Sending a million SMS messages is straightforward. Getting a million SMS messages delivered is an entirely different challenge. At the heart of that challenge sits SMS throughput rate limiting — the practice of deliberately pacing outbound message volume to stay within carrier-imposed thresholds and avoid triggering content filters. For high-volume senders running time-sensitive campaigns, understanding and implementing proper rate limiting is the difference between a strong delivery rate and watching half your traffic silently disappear into carrier filtering systems.
This guide breaks down how carrier filtering works, what throughput limits look like across different number types, and how to architect a sending strategy that maximizes volume without sacrificing deliverability.
Why Carriers Filter High-Volume SMS Traffic
Carriers like T-Mobile, AT&T, and Verizon operate sophisticated filtering systems designed to protect subscribers from spam. These systems analyze traffic patterns in real time, looking for signals that distinguish legitimate messaging from unwanted bulk sends. When your sending behavior triggers these heuristics, messages get silently dropped — no error code, no bounce notification, just a message that never arrives.
The filtering operates at multiple layers:
- Velocity-based filtering — Sudden spikes in message volume from a single number or campaign trigger automatic throttling or blocking.
- Content-based filtering — Repeated identical or near-identical message bodies across large volumes flag the traffic as spam.
- Reputation-based filtering — Numbers or campaigns with poor historical engagement (high opt-out rates, low click-through) face stricter scrutiny.
- Pattern-based filtering — Uniform send intervals, identical message lengths, and predictable sending patterns look automated and get flagged.
Rate limiting addresses the velocity layer directly, but it also indirectly helps with pattern detection. By pacing sends intelligently, you avoid the telltale signatures of bulk spam operations.
Throughput Limits by SMS Number Type
Not all originating numbers are created equal. The type of number you send from determines your baseline throughput ceiling, and exceeding that ceiling is the fastest way to get filtered. Below is a breakdown of the major number types and their practical throughput limits in the United States.
| Number Type | Max Throughput (MPS) | Registration Required | Typical Use Case | Filtering Risk at Max Rate |
|---|---|---|---|---|
| Long Code (unregistered) | 1 MPS | No (but risky) | P2P messaging | Very High |
| 10DLC (low-volume brand) | 3–15 MPS | Yes (TCR) | Small business campaigns | Moderate |
| 10DLC (high-volume brand) | 15–75 MPS | Yes (TCR + vetting) | Enterprise A2P campaigns | Low–Moderate |
| Toll-Free (verified) | 30–50 MPS | Yes (toll-free verification) | Transactional + marketing | Low |
| Short Code (dedicated) | 100–500+ MPS | Yes (carrier approval) | High-volume marketing | Low |
MPS stands for messages per second. These numbers represent theoretical maximums — in practice, sustained sending at the ceiling often triggers filtering even on registered numbers. Many experienced senders operate at 60–80% of the stated maximum to maintain a safety margin.
☆ ☆ ☆ ☆ ☆ ☆ ☆
TASKS TO CARRY OUT:
[a] Set down everything in the SMS rate limiting guide from "Why Carriers Filter" down to "that never arrives.".
[b] Answer these questions from the SMS rate limiting guide:
(i) What does MPS stand for?
(ii) What is the maximum throughput given for an unregistered long code?
(iii) Which three carriers are named as operating filtering systems?
The listing that comes next has no connection to the SMS rate limiting guide.
☆ ☆ ☆ ☆ ☆ ☆ ☆
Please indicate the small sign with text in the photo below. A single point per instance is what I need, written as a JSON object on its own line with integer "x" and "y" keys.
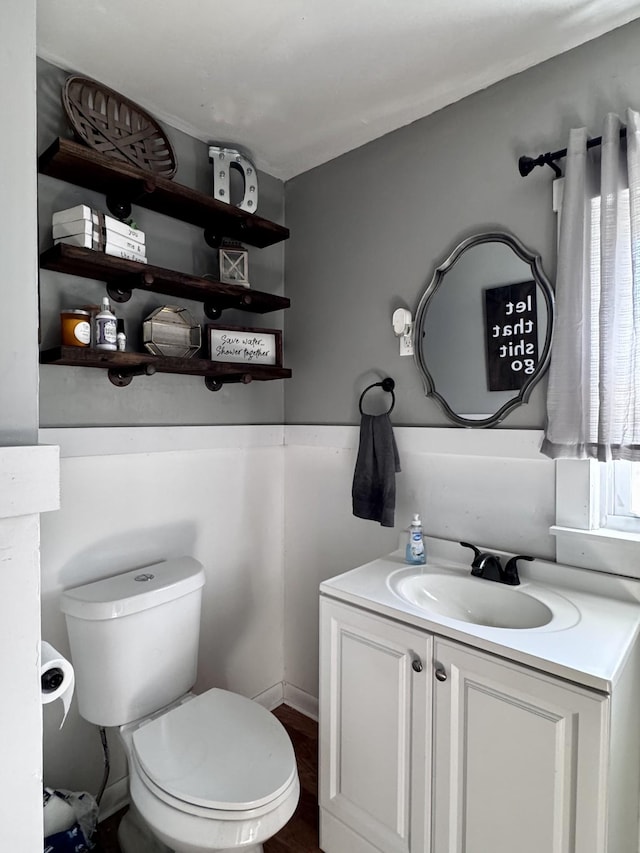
{"x": 512, "y": 335}
{"x": 248, "y": 346}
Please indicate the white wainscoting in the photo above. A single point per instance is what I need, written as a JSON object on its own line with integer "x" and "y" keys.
{"x": 267, "y": 510}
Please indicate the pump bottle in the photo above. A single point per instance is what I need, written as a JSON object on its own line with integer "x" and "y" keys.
{"x": 105, "y": 327}
{"x": 415, "y": 552}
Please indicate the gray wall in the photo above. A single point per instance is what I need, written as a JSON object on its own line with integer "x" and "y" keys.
{"x": 369, "y": 227}
{"x": 71, "y": 396}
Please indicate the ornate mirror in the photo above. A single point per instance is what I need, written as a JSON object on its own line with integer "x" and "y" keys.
{"x": 482, "y": 336}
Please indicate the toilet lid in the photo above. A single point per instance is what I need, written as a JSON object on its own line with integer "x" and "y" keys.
{"x": 219, "y": 750}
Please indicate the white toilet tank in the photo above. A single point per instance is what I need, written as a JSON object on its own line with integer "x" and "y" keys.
{"x": 134, "y": 639}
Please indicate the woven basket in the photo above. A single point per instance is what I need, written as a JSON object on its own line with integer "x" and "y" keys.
{"x": 116, "y": 127}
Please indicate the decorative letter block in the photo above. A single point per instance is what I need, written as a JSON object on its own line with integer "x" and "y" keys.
{"x": 224, "y": 159}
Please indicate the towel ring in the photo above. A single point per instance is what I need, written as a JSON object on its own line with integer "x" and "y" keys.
{"x": 388, "y": 385}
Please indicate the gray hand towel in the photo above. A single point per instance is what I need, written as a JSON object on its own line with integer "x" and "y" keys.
{"x": 374, "y": 481}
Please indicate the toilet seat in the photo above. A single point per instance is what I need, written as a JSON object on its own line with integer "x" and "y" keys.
{"x": 219, "y": 752}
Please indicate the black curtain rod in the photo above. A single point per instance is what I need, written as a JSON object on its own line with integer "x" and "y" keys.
{"x": 526, "y": 165}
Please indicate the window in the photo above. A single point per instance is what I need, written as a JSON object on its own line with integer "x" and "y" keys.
{"x": 598, "y": 504}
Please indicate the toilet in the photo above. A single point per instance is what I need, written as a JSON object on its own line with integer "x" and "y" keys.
{"x": 208, "y": 772}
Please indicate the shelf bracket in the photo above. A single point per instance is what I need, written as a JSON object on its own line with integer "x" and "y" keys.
{"x": 213, "y": 309}
{"x": 215, "y": 383}
{"x": 120, "y": 289}
{"x": 119, "y": 201}
{"x": 122, "y": 376}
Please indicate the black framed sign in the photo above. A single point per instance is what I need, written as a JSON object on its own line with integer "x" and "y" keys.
{"x": 511, "y": 320}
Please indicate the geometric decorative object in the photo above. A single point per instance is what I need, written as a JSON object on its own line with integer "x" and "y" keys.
{"x": 116, "y": 126}
{"x": 233, "y": 260}
{"x": 171, "y": 332}
{"x": 225, "y": 159}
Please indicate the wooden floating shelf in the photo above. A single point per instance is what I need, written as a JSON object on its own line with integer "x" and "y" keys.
{"x": 77, "y": 164}
{"x": 123, "y": 276}
{"x": 124, "y": 365}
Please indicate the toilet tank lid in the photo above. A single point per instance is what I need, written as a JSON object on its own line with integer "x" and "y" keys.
{"x": 133, "y": 591}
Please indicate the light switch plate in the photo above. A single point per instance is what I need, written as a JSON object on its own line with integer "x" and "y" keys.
{"x": 406, "y": 345}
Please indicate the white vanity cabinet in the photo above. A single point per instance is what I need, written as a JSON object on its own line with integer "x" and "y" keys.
{"x": 375, "y": 733}
{"x": 519, "y": 763}
{"x": 471, "y": 753}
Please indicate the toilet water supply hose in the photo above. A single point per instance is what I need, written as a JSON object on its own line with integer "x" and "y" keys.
{"x": 107, "y": 763}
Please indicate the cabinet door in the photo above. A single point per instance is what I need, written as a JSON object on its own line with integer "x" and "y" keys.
{"x": 375, "y": 732}
{"x": 519, "y": 758}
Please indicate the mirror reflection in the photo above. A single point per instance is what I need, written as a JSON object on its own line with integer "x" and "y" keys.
{"x": 483, "y": 329}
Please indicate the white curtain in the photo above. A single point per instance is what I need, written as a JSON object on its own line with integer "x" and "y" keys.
{"x": 593, "y": 400}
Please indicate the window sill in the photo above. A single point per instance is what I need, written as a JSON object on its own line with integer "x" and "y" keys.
{"x": 602, "y": 549}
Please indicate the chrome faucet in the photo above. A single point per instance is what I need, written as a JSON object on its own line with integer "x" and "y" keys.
{"x": 489, "y": 566}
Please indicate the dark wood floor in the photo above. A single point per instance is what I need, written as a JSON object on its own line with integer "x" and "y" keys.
{"x": 300, "y": 835}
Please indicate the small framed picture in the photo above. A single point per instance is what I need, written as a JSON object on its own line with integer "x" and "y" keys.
{"x": 244, "y": 344}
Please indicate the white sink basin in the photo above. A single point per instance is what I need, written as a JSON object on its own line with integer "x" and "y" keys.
{"x": 481, "y": 602}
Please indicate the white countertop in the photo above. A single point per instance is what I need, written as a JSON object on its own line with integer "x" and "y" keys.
{"x": 588, "y": 643}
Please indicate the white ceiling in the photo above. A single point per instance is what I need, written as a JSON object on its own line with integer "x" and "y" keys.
{"x": 295, "y": 83}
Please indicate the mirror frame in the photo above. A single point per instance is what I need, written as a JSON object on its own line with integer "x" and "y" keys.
{"x": 543, "y": 283}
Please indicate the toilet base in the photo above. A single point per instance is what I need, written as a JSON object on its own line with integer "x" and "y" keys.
{"x": 135, "y": 836}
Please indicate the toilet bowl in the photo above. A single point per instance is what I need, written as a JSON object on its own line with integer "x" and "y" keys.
{"x": 214, "y": 772}
{"x": 209, "y": 773}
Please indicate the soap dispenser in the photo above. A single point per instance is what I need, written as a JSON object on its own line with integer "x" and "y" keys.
{"x": 415, "y": 552}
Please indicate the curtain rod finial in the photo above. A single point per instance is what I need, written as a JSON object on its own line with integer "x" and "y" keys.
{"x": 526, "y": 165}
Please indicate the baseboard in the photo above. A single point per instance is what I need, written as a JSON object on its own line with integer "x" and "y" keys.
{"x": 301, "y": 701}
{"x": 115, "y": 797}
{"x": 271, "y": 697}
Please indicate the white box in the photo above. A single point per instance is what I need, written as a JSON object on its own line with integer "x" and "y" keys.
{"x": 83, "y": 212}
{"x": 94, "y": 241}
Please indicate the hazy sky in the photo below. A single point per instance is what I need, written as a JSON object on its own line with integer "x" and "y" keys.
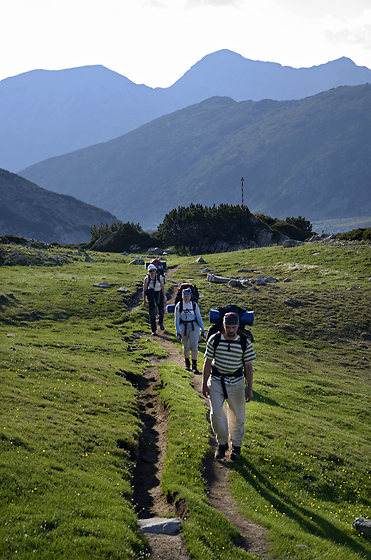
{"x": 156, "y": 41}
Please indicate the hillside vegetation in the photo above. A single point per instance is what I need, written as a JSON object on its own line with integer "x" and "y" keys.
{"x": 309, "y": 157}
{"x": 72, "y": 354}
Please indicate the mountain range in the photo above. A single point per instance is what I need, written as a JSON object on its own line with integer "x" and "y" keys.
{"x": 49, "y": 113}
{"x": 308, "y": 157}
{"x": 34, "y": 213}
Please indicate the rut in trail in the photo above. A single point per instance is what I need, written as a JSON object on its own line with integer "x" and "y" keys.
{"x": 149, "y": 500}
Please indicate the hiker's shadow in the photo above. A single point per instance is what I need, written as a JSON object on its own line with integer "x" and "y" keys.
{"x": 307, "y": 519}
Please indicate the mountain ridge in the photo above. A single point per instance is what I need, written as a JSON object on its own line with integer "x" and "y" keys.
{"x": 33, "y": 212}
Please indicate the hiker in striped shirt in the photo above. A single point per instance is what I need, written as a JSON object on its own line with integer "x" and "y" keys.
{"x": 228, "y": 363}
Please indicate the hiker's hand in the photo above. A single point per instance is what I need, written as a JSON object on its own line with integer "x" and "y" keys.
{"x": 248, "y": 394}
{"x": 205, "y": 390}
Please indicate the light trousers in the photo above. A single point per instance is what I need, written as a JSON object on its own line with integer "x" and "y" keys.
{"x": 232, "y": 423}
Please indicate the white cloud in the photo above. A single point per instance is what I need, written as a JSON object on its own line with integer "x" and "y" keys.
{"x": 216, "y": 3}
{"x": 352, "y": 31}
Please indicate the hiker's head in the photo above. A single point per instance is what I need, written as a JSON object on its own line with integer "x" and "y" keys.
{"x": 231, "y": 322}
{"x": 187, "y": 294}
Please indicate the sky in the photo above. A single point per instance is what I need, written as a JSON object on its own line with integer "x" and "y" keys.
{"x": 154, "y": 42}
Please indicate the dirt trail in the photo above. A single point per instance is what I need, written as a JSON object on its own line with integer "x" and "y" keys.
{"x": 149, "y": 500}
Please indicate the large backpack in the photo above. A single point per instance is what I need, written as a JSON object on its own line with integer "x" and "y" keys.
{"x": 216, "y": 318}
{"x": 160, "y": 273}
{"x": 179, "y": 292}
{"x": 160, "y": 265}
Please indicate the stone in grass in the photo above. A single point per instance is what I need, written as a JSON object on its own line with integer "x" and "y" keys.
{"x": 362, "y": 525}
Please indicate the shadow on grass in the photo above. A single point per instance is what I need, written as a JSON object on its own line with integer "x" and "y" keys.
{"x": 308, "y": 520}
{"x": 266, "y": 400}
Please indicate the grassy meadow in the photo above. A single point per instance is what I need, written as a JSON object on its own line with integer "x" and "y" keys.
{"x": 72, "y": 355}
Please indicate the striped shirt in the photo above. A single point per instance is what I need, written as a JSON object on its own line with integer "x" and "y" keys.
{"x": 228, "y": 356}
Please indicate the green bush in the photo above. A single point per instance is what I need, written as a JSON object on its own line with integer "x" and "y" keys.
{"x": 356, "y": 234}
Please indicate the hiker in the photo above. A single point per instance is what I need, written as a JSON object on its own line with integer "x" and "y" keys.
{"x": 226, "y": 367}
{"x": 154, "y": 292}
{"x": 188, "y": 322}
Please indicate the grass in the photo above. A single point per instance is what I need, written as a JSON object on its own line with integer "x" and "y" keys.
{"x": 70, "y": 426}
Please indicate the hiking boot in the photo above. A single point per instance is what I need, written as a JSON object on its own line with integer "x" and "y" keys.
{"x": 222, "y": 448}
{"x": 236, "y": 453}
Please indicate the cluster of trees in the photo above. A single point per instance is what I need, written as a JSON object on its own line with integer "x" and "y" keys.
{"x": 186, "y": 226}
{"x": 296, "y": 228}
{"x": 125, "y": 236}
{"x": 359, "y": 234}
{"x": 189, "y": 227}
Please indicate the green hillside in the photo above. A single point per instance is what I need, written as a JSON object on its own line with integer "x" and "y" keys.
{"x": 309, "y": 157}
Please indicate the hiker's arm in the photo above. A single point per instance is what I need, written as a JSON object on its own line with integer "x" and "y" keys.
{"x": 249, "y": 378}
{"x": 205, "y": 377}
{"x": 177, "y": 320}
{"x": 163, "y": 289}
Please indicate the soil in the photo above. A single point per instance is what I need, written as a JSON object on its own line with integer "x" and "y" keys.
{"x": 149, "y": 500}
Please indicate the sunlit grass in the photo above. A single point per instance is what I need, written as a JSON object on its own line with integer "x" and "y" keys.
{"x": 71, "y": 358}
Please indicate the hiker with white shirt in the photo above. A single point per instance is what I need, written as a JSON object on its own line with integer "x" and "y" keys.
{"x": 188, "y": 322}
{"x": 228, "y": 376}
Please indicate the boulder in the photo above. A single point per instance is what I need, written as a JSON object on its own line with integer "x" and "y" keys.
{"x": 362, "y": 525}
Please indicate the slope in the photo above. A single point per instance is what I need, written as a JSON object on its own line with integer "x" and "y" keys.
{"x": 308, "y": 157}
{"x": 48, "y": 113}
{"x": 32, "y": 212}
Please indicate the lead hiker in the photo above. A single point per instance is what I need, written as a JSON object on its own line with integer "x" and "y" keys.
{"x": 188, "y": 322}
{"x": 154, "y": 292}
{"x": 227, "y": 366}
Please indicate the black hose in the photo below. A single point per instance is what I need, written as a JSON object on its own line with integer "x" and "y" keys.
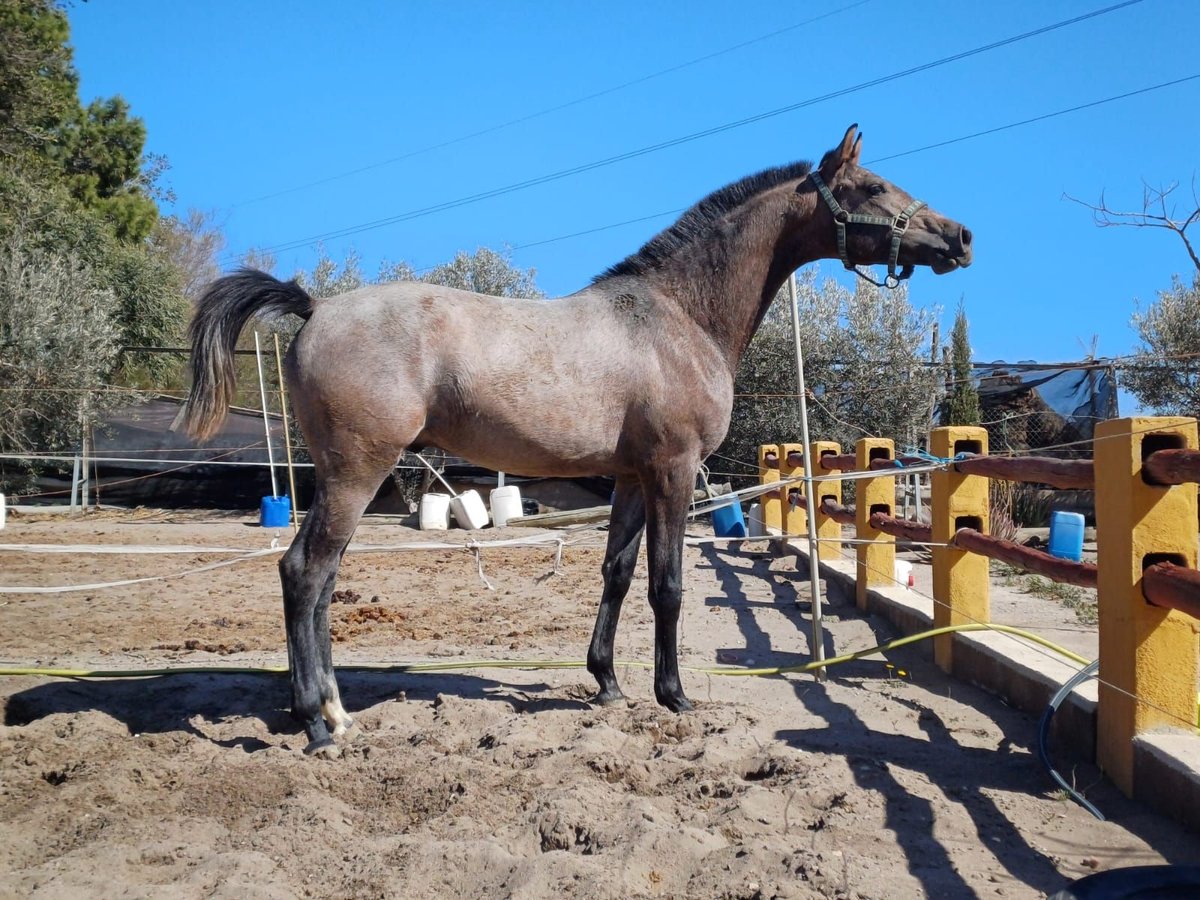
{"x": 1081, "y": 676}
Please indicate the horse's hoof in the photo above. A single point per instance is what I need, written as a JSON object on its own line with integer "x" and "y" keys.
{"x": 610, "y": 699}
{"x": 324, "y": 748}
{"x": 677, "y": 703}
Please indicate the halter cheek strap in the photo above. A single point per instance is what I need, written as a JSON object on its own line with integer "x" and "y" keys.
{"x": 898, "y": 223}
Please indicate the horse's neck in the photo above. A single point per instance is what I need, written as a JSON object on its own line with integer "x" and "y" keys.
{"x": 729, "y": 279}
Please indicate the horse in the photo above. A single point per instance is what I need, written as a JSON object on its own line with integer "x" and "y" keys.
{"x": 630, "y": 377}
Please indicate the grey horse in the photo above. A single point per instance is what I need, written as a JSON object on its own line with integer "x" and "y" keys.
{"x": 630, "y": 377}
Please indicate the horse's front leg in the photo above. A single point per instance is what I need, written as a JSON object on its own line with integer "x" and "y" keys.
{"x": 625, "y": 527}
{"x": 666, "y": 516}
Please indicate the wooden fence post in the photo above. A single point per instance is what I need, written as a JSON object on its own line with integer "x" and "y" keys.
{"x": 957, "y": 501}
{"x": 791, "y": 465}
{"x": 828, "y": 529}
{"x": 876, "y": 561}
{"x": 1147, "y": 654}
{"x": 771, "y": 507}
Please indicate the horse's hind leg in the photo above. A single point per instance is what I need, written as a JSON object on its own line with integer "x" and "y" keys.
{"x": 307, "y": 573}
{"x": 669, "y": 491}
{"x": 331, "y": 709}
{"x": 625, "y": 527}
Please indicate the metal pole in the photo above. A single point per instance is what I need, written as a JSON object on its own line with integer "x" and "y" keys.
{"x": 287, "y": 431}
{"x": 75, "y": 484}
{"x": 809, "y": 490}
{"x": 267, "y": 421}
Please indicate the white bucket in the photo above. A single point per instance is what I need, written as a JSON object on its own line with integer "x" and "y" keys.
{"x": 468, "y": 510}
{"x": 435, "y": 513}
{"x": 505, "y": 504}
{"x": 755, "y": 521}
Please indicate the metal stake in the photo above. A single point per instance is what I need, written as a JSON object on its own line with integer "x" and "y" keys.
{"x": 809, "y": 489}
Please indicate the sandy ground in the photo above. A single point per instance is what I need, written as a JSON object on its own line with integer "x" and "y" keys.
{"x": 492, "y": 781}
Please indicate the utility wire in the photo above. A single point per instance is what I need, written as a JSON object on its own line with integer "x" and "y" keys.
{"x": 683, "y": 139}
{"x": 883, "y": 159}
{"x": 547, "y": 111}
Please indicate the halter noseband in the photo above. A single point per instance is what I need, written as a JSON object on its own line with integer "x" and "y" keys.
{"x": 898, "y": 223}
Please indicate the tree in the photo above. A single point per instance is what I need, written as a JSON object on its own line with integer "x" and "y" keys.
{"x": 192, "y": 245}
{"x": 100, "y": 154}
{"x": 961, "y": 406}
{"x": 1156, "y": 213}
{"x": 485, "y": 271}
{"x": 59, "y": 333}
{"x": 863, "y": 366}
{"x": 1164, "y": 373}
{"x": 37, "y": 78}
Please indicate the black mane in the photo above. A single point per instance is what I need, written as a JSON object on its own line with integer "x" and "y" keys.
{"x": 697, "y": 220}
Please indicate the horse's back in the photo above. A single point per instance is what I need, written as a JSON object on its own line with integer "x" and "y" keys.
{"x": 540, "y": 387}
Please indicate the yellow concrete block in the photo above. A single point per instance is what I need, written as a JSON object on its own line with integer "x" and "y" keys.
{"x": 771, "y": 505}
{"x": 876, "y": 561}
{"x": 791, "y": 465}
{"x": 960, "y": 579}
{"x": 828, "y": 531}
{"x": 1149, "y": 659}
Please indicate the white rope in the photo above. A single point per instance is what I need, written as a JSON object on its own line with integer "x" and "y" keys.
{"x": 474, "y": 546}
{"x": 101, "y": 586}
{"x": 124, "y": 549}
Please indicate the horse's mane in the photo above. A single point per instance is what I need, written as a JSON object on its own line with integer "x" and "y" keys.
{"x": 697, "y": 220}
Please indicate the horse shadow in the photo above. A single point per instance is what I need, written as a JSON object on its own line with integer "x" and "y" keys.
{"x": 168, "y": 703}
{"x": 733, "y": 564}
{"x": 882, "y": 761}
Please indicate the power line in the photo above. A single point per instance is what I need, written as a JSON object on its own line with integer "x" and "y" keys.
{"x": 684, "y": 139}
{"x": 882, "y": 159}
{"x": 547, "y": 111}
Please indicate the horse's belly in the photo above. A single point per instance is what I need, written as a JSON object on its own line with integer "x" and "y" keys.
{"x": 552, "y": 445}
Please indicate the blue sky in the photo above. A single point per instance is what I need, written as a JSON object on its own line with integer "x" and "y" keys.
{"x": 263, "y": 109}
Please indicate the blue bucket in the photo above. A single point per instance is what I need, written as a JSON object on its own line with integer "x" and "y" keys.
{"x": 729, "y": 521}
{"x": 1067, "y": 535}
{"x": 275, "y": 511}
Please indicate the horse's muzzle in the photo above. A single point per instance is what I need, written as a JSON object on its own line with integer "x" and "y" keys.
{"x": 958, "y": 253}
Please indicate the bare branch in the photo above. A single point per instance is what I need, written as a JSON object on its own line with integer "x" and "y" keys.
{"x": 1152, "y": 198}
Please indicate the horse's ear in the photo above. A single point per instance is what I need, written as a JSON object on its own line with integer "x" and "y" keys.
{"x": 846, "y": 153}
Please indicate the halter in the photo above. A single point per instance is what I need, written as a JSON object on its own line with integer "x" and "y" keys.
{"x": 898, "y": 223}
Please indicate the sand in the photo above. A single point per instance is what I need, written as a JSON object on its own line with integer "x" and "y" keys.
{"x": 492, "y": 781}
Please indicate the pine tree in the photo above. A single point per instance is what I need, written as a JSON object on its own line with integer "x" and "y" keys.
{"x": 961, "y": 405}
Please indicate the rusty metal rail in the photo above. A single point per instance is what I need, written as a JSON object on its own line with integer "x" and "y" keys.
{"x": 1173, "y": 467}
{"x": 1035, "y": 561}
{"x": 903, "y": 528}
{"x": 1067, "y": 571}
{"x": 1173, "y": 587}
{"x": 1032, "y": 469}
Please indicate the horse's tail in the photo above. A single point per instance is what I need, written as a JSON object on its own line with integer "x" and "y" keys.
{"x": 221, "y": 313}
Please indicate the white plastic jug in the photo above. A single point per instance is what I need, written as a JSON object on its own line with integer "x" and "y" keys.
{"x": 755, "y": 521}
{"x": 435, "y": 513}
{"x": 468, "y": 510}
{"x": 505, "y": 504}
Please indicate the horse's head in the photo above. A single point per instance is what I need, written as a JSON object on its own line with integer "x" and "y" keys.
{"x": 880, "y": 223}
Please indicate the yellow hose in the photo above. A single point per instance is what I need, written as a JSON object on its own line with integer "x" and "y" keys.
☆ ☆ ☆ ☆ ☆ ☆ ☆
RESPONSES IN ORDER:
[a]
Why Carriers Filter High-Volume SMS Traffic
Carriers like T-Mobile, AT&T, and Verizon operate sophisticated filtering systems designed to protect subscribers from spam. These systems analyze traffic patterns in real time, looking for signals that distinguish legitimate messaging from unwanted bulk sends. When your sending behavior triggers these heuristics, messages get silently dropped — no error code, no bounce notification, just a message that never arrives.

[b]
(i) Messages per second.
(ii) 1 MPS.
(iii) T-Mobile, AT&T, and Verizon.